== Written problem 1 ==
Which variables does the code in the thread on avoiding overflow below declare with a type?
== Written problem 2 ==
In the thread on avoiding overflow below, which two operations does Sneftel name as among the fastest things a processor can do?
== Written problem 3 ==
Copy word for word everything in the thread on avoiding overflow below, from "Summing logs to" down to "MKL's vector operations).".

== Source excerpt ==
<<<<

There is simple idea to reduce computation and also to prevent overflow. You can group together numbers say atleast two at time and calculate their log and then evaluate their sum.

log(abcde) = 5*log(K)

log(ab) + log(cde)  = 5*log(k)
share|improve this answer
    
Yes, this is basically the same idea as Peters, but with only 2 numbers. –  Walter Nov 14 '13 at 14:49

A different approach which would give better accuracy and performance than the logarithm method would be to compensate out-of-range exponents by a fixed amount, maintaining an exact logarithm of the cancelled excess. Like so:

const int EXP = 64; // maximal/minimal exponent
const double BIG = pow(2, EXP); // overflow threshold
const double SMALL = pow(2, -EXP); // underflow threshold

double product = 1;
int excess = 0; // number of times BIG has been divided out of product

for(int i=0; i<n; i++)
{
    product *= A[i];
    while(product > BIG)
    {
        product *= SMALL;
        excess++;
    }
    while(product < SMALL)
    {
        product *= BIG;
        excess--;
    }
}

double mean = pow(product, 1.0/n) * pow(BIG, double(excess)/n);

All multiplications by BIG and SMALL are exact, and there's no calls to log (a transcendental, and therefore particularly imprecise, function).

share|improve this answer
    
Yes, I thought about this approach too. However, I would imagine that all this arithmetic makes is rather slow, so that the log function may actually be faster. The accuracy of the logarithm method is perfectly okay for me. –  Walter Nov 14 '13 at 16:35
    
All the arithmetic? Integer increment/decrement and floating-point multiplication are two of the fastest things your processor can do. I guarantee this is faster than the logarithm method. –  Sneftel Nov 14 '13 at 17:07

Summing logs to compute products stably is perfectly fine, and rather efficient (if this is not enough: there are ways to get vectorized logarithms with a few SSE operations -- there are also Intel MKL's vector operations).

>>>>

== Dataset content ==

<<<<

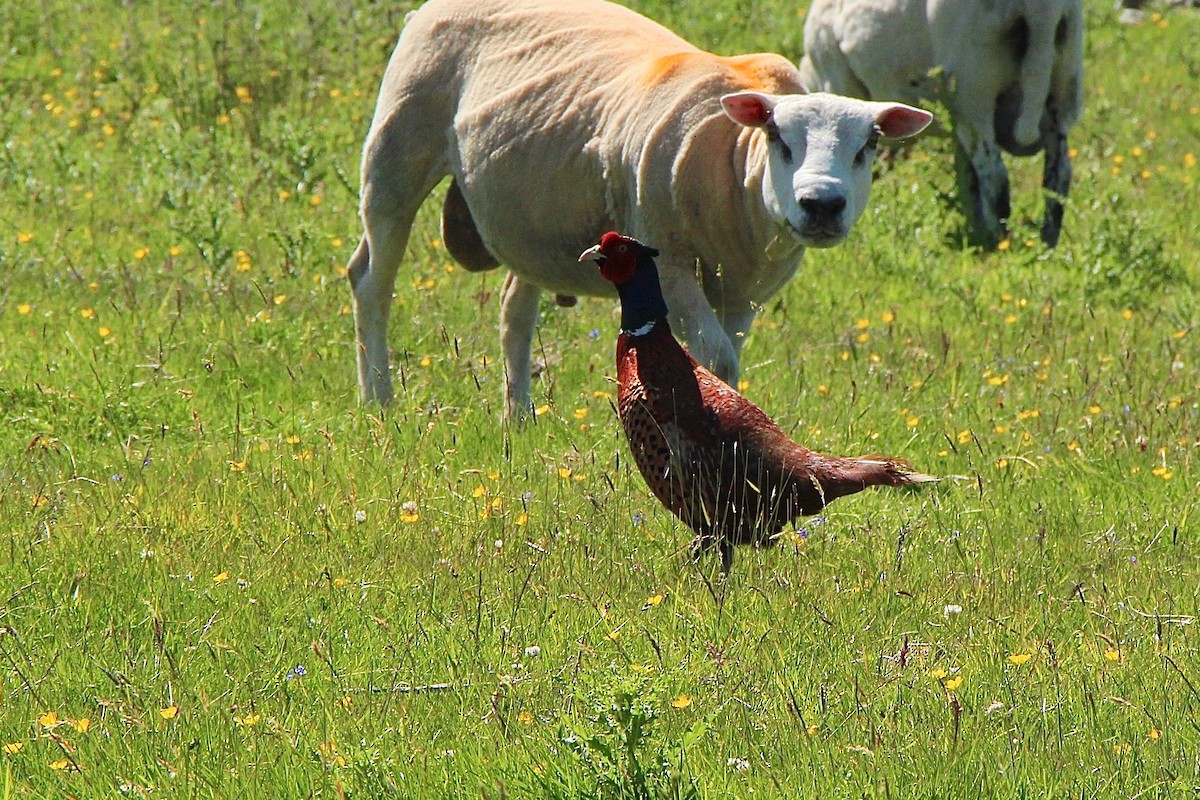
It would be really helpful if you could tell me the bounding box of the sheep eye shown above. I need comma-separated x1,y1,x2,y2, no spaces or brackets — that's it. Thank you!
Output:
766,120,792,163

>>>>

== Answer 1 ==
EXP, BIG, SMALL, product, excess, i, mean

== Answer 2 ==
Integer increment/decrement and floating-point multiplication.

== Answer 3 ==
Summing logs to compute products stably is perfectly fine, and rather efficient (if this is not enough: there are ways to get vectorized logarithms with a few SSE operations -- there are also Intel MKL's vector operations).